Let $\angle {FDE}=x$ So $\frac {FK}{KD}=\frac {KE}{KD}=\frac {Sin x}{Cos(B-C)}=\frac {Sin (2A+x)}{Cos(B-C)}$ So we get $A+x=\angle{KDB}=90^0$. Done.

sunken rock wrote: Remark, open: Locus of $K$ when $D$ moves randomly on $|BC|$ is a line segment. yetti wrote: When $D$ coincides with $B$, then $F$ also coincides with $B$ ... As a result, circles $(K) \equiv \odot(AFE)$ for arbitrary $D \in BC$ form a pencil intersecting at $A, Z$ and their centers $K$ lie on the line $MN$. The power of $B$ wrt $\odot (AFE)$ is $P(B)=BD \cdot BC$. The power of $C$ wrt $\odot (AFE)$ is $P(C)=CD \cdot BC$. Let $M_{BC} \in BC$ be the midpoint of $BC$. The power of $M_{BC}$ wrt $\odot (AFE)$ is $P(M_{BC})=\frac {2P(B)+2P(C)-BC^2}{4}=\frac{BC^2}{4}$. This follows from the parallelogram law or the formula for the median. This means that $AM_{BC}$ is the radical axis of all circles $\odot (AFE)$ for an arbitrary position of $D \in BC$. The centers $K$ of these circles lie on a perpendicular to this axis.
⁂
## Work to be completed
Decide whether each statement agrees with the geometry text, answering yes or no and quoting the deciding words. (a) The power of B with respect to the circle through A, F and E equals BD times BC. (b) The centers K lie on a line parallel to the radical axis. (c) The circles through A, F and E form a pencil meeting at A and Z. The data that come after the geometry text are separate material, unrelated to it.

## Given material
⁂
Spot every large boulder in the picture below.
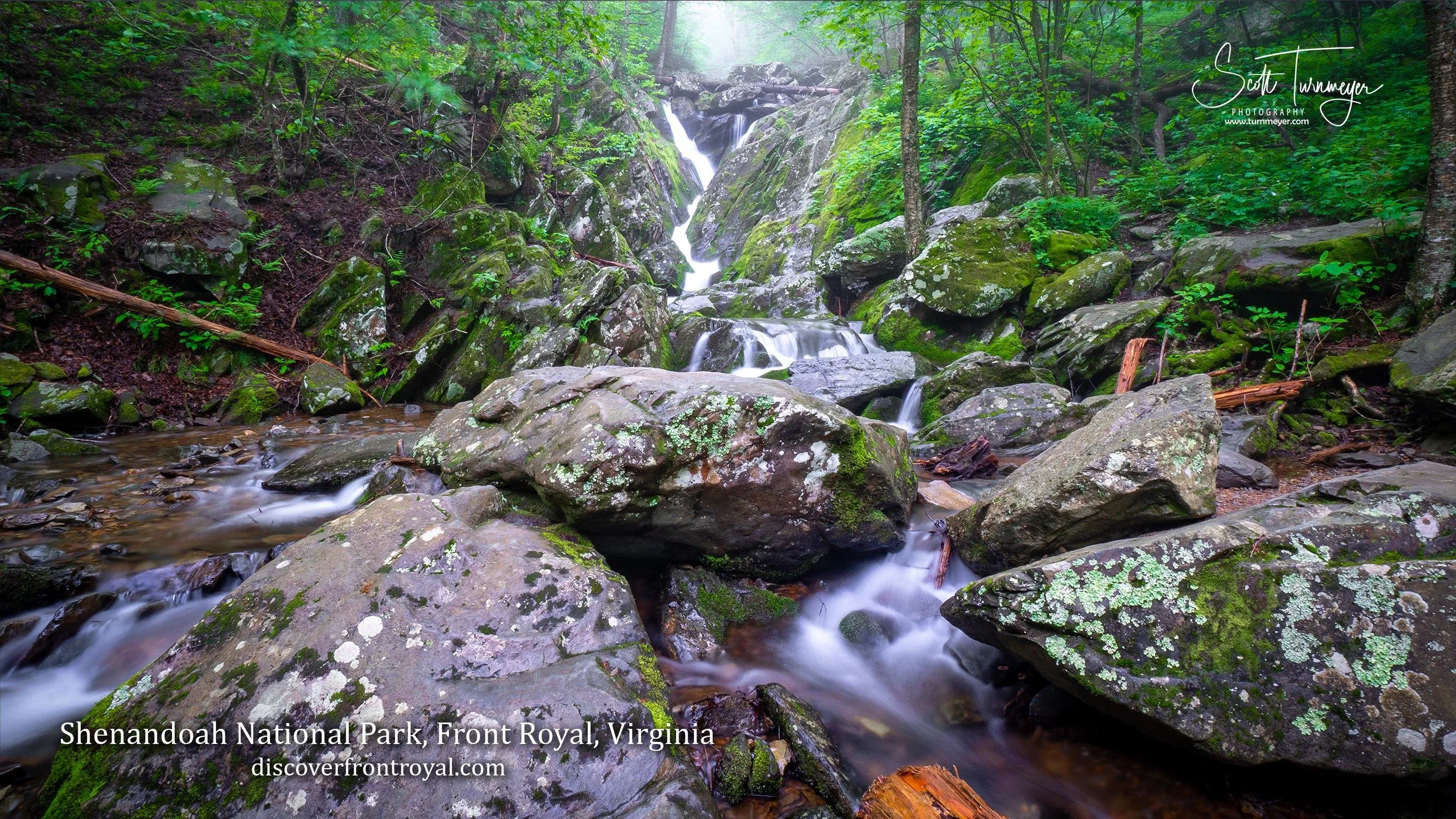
⁂
## Written response
(a) Yes: "The power of $B$ wrt $\odot (AFE)$ is $P(B)=BD \cdot BC$."
(b) No: "The centers $K$ of these circles lie on a perpendicular to this axis."
(c) Yes: "form a pencil intersecting at $A, Z$"